Given data:
------
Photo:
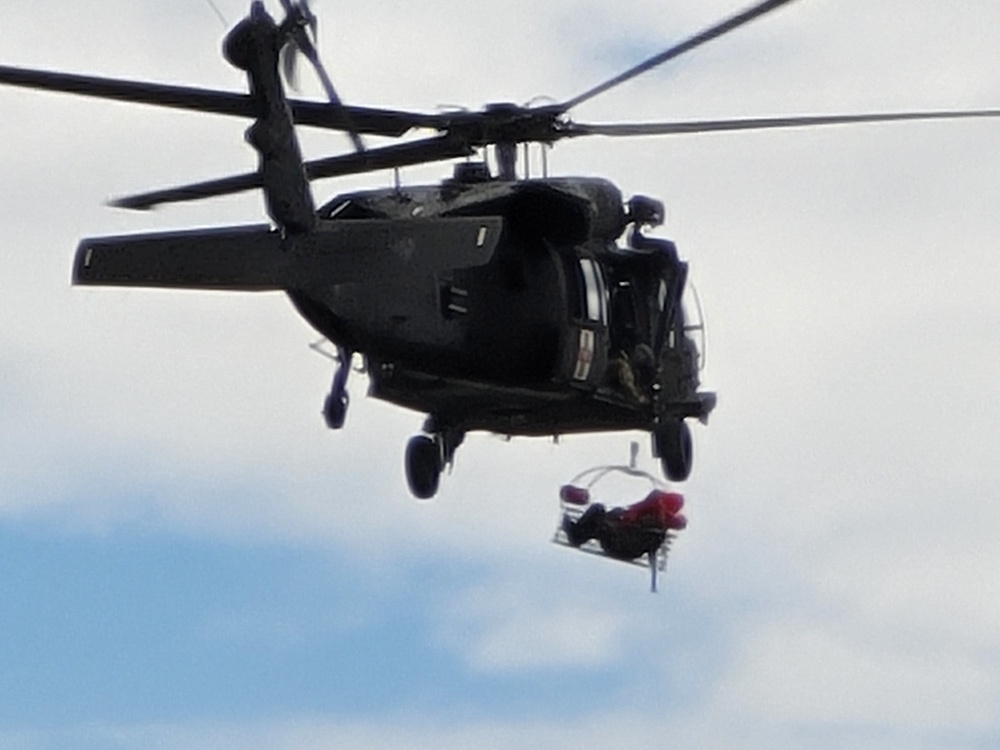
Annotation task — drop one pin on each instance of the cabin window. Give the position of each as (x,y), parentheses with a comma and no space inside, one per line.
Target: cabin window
(595,295)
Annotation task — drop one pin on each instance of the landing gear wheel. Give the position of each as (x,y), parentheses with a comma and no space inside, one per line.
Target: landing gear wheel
(672,443)
(423,466)
(335,410)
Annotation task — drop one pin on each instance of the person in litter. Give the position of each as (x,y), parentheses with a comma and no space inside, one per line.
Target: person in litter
(631,532)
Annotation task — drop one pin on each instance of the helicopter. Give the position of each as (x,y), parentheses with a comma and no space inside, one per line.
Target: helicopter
(489,302)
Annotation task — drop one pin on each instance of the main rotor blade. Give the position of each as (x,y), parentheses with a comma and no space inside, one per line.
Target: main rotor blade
(385,122)
(440,148)
(573,129)
(697,40)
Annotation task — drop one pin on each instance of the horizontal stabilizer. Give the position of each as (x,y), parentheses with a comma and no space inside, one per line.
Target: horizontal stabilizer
(257,258)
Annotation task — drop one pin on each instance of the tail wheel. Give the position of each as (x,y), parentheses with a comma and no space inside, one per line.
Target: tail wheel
(672,443)
(423,466)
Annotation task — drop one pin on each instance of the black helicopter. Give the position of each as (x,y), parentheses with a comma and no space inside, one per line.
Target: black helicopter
(488,302)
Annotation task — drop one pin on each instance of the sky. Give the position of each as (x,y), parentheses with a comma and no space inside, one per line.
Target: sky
(188,558)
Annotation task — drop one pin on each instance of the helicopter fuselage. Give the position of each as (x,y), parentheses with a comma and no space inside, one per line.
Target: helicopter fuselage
(540,340)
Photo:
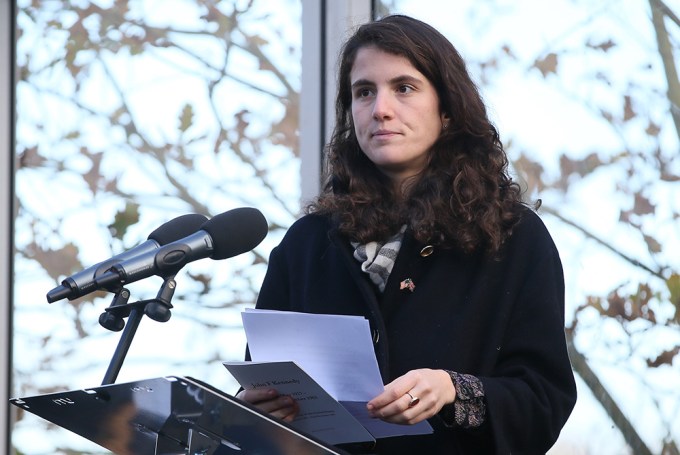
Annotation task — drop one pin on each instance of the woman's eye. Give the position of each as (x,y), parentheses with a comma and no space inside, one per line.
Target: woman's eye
(363,93)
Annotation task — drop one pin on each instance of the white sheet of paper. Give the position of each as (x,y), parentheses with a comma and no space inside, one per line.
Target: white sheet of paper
(335,350)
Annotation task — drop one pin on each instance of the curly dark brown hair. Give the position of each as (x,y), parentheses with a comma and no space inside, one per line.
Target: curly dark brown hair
(464,198)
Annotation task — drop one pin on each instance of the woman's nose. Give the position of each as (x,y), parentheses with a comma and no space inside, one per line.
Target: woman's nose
(382,107)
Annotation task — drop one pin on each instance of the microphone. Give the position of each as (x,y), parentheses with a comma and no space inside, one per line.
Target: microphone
(83,282)
(226,235)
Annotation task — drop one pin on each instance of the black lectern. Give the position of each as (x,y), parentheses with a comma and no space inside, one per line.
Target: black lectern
(171,416)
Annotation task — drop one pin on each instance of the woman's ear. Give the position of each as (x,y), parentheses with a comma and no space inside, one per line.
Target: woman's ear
(445,120)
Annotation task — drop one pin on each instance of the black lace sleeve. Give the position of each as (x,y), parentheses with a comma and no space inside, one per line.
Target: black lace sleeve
(469,408)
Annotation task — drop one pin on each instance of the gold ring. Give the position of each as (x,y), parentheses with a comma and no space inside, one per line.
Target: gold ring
(414,400)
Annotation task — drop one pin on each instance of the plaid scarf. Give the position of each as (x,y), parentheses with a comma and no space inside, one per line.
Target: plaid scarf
(377,258)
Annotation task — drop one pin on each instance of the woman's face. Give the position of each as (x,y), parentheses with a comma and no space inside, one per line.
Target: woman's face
(395,110)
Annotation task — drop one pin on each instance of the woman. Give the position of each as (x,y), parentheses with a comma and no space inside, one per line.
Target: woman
(421,230)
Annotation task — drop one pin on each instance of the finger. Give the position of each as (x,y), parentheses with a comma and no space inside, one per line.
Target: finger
(255,396)
(394,391)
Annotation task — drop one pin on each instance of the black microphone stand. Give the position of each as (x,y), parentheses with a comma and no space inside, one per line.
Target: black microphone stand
(157,309)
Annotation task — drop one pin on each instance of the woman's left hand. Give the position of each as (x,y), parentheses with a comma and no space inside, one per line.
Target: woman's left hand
(413,397)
------
What is required:
The records above need to be restated word for word, with the pictures left out.

Solution below:
Photo:
Annotation task — drop one pin on each instance of the cabin window. Give the position of each as (x,y), parentheses with a comma and no space inside, one per line.
Target: cabin window
(595,295)
Annotation task — drop one pin on each instance of the landing gear wheel. Give the position of each as (x,y), parentheses with a comma and no space inside, one per line.
Target: landing gear wheel
(672,443)
(423,466)
(335,410)
Annotation task — drop one pin on each instance of the person in litter. Give the position of each as (x,y), parentheses with a comma and no space inside, one per line.
Target: person in litter
(631,532)
Annotation task — drop one pin on each instance of the helicopter. Give the position of each as (x,y), parentheses with a comma and no space inside, one per line.
Target: helicopter
(489,302)
Annotation task — drop one pin on each instance of the main rotor blade. Give the position of each as (x,y), parentheses with a comma and no space inside, one per line.
Target: main rotor blade
(385,122)
(440,148)
(573,129)
(697,40)
Annotation task — drop one pin on each instance of the horizontal stabilizer. Give the position of each as (x,y), parentheses with a comma and no space inside, one per line.
Target: horizontal stabilizer
(257,258)
Annotation task — drop one pin on each instance of the tail wheel. Give the position of each as (x,y), parentheses with a comma and no space inside, one per line.
Target: tail wheel
(672,443)
(423,466)
Annotation task — drop one pin on each instance of the black helicopter. Give the position of each as (x,y), parentheses with a comma and no space inside, one per line.
Target: black helicopter
(488,302)
Annotation task — drop one pin on each instance of the sky. Give the position of each as (x,y), parentheses with a comma and no space inside, one per line.
Target: sky
(188,558)
Annotation task — drop one pin on each instance of the helicopter fuselage. Give the position of each as (x,y), parentheses with a comma and no space inside, one per line.
Target: helicopter fuselage
(540,340)
Photo:
Annotation task — drop one pin on each instance of the woman's eye. Give the position of each as (x,y), parentheses with a comma and no space inside, one per line.
Target: woman's eye
(363,93)
Annotation task — drop one pin on each instance of the white sheet of paper. Give the position of each as (x,y), parentheses with a comma and no space inside, one per line.
Target: white sheet of paper
(335,350)
Annotation task — drop one pin on each instance of the curly dark brown hair. Give the position of each as (x,y), parentheses with a comma and no space inside, one per line.
Target: curly dark brown hair
(464,198)
Annotation task — drop one pin on each instance of the woman's nose. Give the position of each as (x,y), parentheses with a comma and no space inside, one per line.
Target: woman's nose
(382,107)
Annotation task — drop one pin on each instance of the microphone. Give the position of each as (x,y), parentheses with a comma and no space inside, one per line.
Target: microphone
(83,282)
(226,235)
Annotation task — drop one pin on each instance of the black lectern. Give the position of each as (x,y), parentheses with a comma and no space inside, one per line.
Target: black lectern
(171,416)
Annotation task — drop one pin on each instance of the woman's ear. Give the position of each as (x,y), parentheses with a comma and no space inside, one per line.
Target: woman's ear
(445,120)
Annotation task — drop one pin on each instance of the black lace sleeve. Give the position of each as (x,y), parentheses with a comma and no space inside, one per line.
Target: black lace sleeve
(469,408)
Annotation task — drop one pin on each instance of the gold ring. Give the position of each as (x,y), parentheses with a comma and no space inside, one per line.
Target: gold ring
(414,400)
Annotation task — drop one pin on each instance of the plaid scarf. Give the position of each as (x,y), parentheses with a comma and no space inside, one per line.
Target: plaid scarf
(377,258)
Annotation task — drop one pin on each instance of the woman's face. Give the position of each as (x,y), parentheses with a comma and no space inside, one per line.
Target: woman's face
(395,110)
Annotation task — drop one pin on each instance of the woman. Give the position of each as (x,y), parentheses with a comma and no space inside, one per line.
Target: woman
(421,230)
Annotation task — drop one pin on each instance of the finger. Give the position of each as (x,y), parentheses with a comma and no space inside, one per line.
Target: finger
(255,396)
(394,391)
Annotation task — drop one pin on each instance of the black microphone stand. Give the position of each as (x,y), parentheses with a comma and no space inside, one per line.
Target: black microphone stand
(157,309)
Annotation task — drop one pin on each instance of the woman's left hand. Give the position of each as (x,y), parentheses with a comma and no space inside, one per line.
Target: woman's left hand
(413,397)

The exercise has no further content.